-- How to complete this task --
Write out the listing verbatim. No pictures belong in it.

-- Data for the task --
——————

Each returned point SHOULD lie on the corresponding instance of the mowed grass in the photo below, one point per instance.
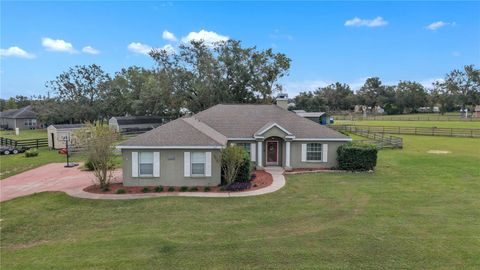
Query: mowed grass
(438, 124)
(25, 134)
(416, 211)
(15, 164)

——————

-- Result of the task --
Each returned point SHOULD lie on the corresponding instance of the mowed grass in the photo below, one point per instance.
Query: mowed grass
(438, 124)
(25, 134)
(416, 211)
(15, 164)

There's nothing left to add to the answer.